▸ WHAT IS REQUIRED: Count the lines in the items below that contain the string "trailer", with case counting. Give only the number.

▸ Items for identifying locations:

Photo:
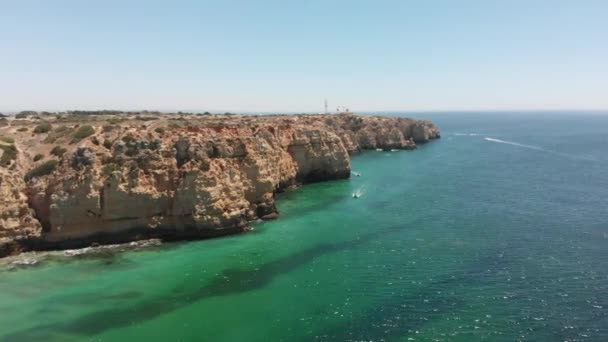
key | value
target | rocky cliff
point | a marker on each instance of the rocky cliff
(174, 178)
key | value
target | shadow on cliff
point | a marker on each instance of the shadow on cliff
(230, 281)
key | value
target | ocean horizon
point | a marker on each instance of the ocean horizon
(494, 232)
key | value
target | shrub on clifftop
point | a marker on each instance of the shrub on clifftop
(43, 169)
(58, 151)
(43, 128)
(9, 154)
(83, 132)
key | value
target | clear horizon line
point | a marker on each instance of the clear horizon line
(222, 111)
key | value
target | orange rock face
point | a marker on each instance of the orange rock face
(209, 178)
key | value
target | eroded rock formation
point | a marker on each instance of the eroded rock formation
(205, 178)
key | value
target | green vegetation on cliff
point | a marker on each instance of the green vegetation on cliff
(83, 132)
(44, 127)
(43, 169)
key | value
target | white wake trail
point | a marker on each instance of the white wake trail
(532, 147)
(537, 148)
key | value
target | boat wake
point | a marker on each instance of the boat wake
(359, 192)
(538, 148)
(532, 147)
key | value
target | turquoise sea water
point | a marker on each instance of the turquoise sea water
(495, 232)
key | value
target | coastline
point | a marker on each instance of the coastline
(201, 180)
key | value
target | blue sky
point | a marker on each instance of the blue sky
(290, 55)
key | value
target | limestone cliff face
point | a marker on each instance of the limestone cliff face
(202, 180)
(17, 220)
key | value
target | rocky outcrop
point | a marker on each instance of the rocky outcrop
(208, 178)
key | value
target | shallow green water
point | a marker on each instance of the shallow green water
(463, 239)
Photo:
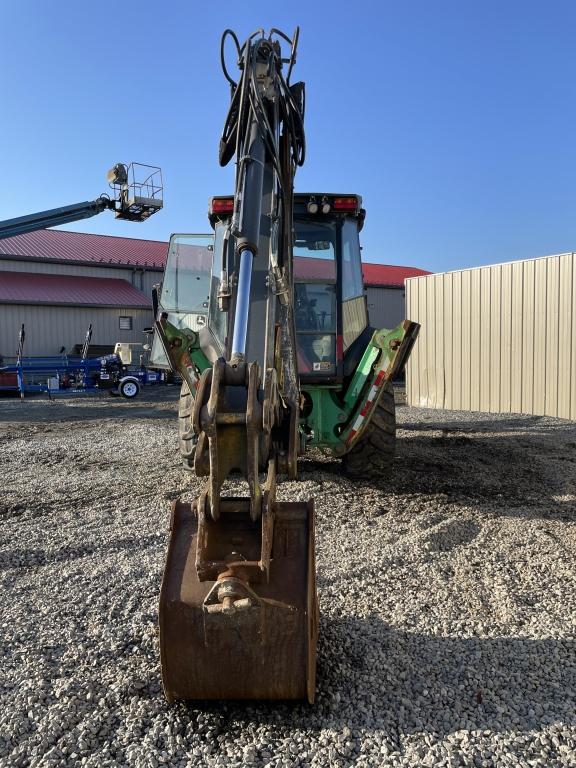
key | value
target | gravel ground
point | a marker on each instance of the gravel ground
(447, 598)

==

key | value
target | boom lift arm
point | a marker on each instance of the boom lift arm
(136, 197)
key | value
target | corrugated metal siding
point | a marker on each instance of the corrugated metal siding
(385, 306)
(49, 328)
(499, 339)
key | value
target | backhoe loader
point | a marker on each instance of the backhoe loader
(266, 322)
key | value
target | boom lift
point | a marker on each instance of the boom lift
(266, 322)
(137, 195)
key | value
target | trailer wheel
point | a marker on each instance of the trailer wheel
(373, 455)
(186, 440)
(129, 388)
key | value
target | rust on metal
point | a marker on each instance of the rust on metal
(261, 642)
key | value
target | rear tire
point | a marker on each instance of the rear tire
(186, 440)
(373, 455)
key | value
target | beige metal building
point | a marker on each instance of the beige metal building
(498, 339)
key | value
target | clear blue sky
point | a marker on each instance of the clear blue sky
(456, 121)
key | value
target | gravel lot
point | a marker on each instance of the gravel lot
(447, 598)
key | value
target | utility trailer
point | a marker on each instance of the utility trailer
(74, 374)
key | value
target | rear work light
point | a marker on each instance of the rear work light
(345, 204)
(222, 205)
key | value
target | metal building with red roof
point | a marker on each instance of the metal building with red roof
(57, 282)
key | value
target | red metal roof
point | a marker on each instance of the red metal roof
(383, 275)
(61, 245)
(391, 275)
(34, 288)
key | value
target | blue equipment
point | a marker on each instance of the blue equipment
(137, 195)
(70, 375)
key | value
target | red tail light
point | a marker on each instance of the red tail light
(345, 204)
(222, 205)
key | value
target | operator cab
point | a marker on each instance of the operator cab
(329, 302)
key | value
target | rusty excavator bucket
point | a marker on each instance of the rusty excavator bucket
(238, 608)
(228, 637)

▸ EXERCISE RESPONSE: 4